Point-per-instance localization data:
----------
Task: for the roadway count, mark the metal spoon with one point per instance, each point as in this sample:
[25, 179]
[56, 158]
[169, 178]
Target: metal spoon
----------
Every record above should be written out exactly.

Task: for the roadway count, mark the metal spoon with one point per instance, each point as in this sample:
[25, 179]
[56, 158]
[169, 178]
Target: metal spoon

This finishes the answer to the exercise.